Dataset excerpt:
* START *
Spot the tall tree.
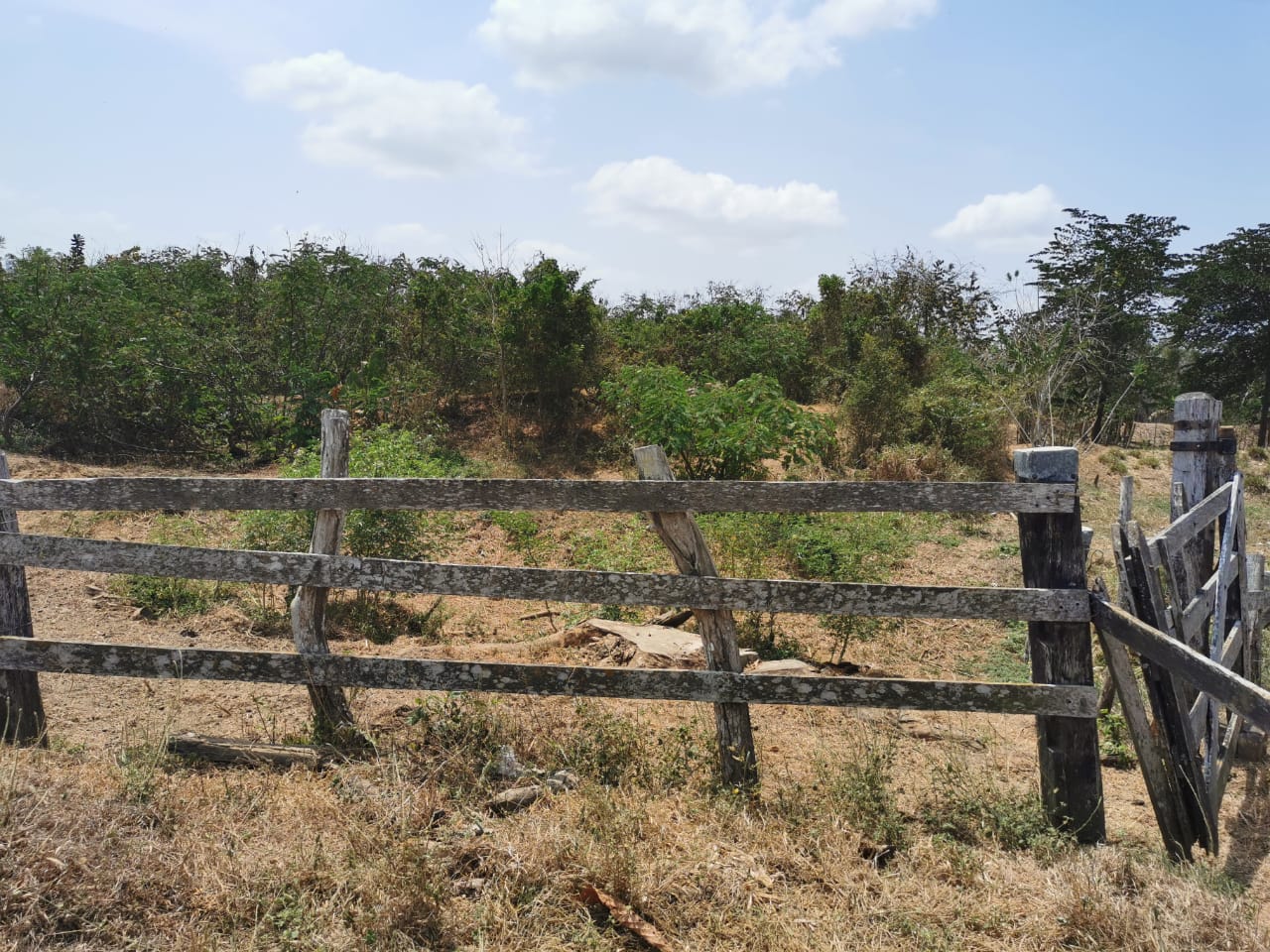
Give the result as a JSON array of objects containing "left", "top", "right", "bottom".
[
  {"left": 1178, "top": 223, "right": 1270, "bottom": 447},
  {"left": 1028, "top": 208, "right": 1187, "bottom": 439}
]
* END *
* START *
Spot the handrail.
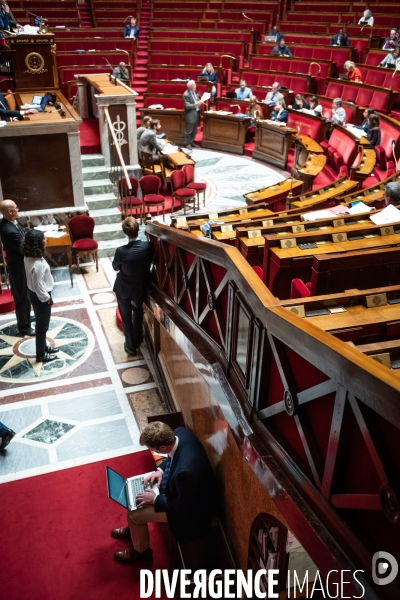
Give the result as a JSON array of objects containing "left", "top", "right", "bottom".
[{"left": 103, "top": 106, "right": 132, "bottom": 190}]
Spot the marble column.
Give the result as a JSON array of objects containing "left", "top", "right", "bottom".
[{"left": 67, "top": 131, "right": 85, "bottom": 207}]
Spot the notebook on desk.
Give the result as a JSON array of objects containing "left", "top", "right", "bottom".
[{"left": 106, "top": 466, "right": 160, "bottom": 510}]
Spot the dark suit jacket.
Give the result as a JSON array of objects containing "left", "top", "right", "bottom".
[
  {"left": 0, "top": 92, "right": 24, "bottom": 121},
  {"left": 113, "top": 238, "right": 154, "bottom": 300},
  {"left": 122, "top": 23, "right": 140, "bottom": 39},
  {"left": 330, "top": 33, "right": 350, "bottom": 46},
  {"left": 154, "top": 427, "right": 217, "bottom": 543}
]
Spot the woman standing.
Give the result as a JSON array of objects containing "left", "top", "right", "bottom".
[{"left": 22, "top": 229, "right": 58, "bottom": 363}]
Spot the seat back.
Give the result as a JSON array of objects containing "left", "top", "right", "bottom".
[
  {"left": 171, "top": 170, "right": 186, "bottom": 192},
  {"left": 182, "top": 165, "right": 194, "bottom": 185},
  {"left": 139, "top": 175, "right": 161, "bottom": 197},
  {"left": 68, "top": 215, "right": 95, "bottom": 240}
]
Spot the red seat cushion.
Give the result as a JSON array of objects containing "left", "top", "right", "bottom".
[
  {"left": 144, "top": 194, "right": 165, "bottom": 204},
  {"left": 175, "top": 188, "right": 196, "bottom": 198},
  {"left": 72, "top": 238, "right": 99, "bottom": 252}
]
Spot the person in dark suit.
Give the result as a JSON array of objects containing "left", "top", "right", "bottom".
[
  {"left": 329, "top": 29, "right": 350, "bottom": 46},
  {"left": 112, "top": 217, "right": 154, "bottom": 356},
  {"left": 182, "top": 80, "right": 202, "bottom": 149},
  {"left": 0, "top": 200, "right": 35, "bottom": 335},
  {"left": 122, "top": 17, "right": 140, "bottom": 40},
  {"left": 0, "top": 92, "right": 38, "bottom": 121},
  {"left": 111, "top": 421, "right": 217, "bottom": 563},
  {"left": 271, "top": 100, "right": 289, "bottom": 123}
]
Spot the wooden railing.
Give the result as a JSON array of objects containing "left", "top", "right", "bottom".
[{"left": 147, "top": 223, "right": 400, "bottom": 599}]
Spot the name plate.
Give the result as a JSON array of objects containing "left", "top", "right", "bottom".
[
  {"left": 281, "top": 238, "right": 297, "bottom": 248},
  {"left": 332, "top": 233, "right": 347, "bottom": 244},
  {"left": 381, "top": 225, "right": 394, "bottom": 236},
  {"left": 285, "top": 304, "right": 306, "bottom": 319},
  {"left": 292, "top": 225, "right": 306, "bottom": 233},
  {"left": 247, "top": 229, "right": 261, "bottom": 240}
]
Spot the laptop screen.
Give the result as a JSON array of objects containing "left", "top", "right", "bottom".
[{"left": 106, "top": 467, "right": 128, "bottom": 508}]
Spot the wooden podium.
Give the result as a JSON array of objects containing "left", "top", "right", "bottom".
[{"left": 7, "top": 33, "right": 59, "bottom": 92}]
* END *
◆ **PROBLEM REQUIREMENTS**:
Find every line in the records above that contains the word "seat", matching case, and copy each one.

◆ **SOLUTION FOR THIS TASK**:
Spot the seat back.
Spot the red seat cushion.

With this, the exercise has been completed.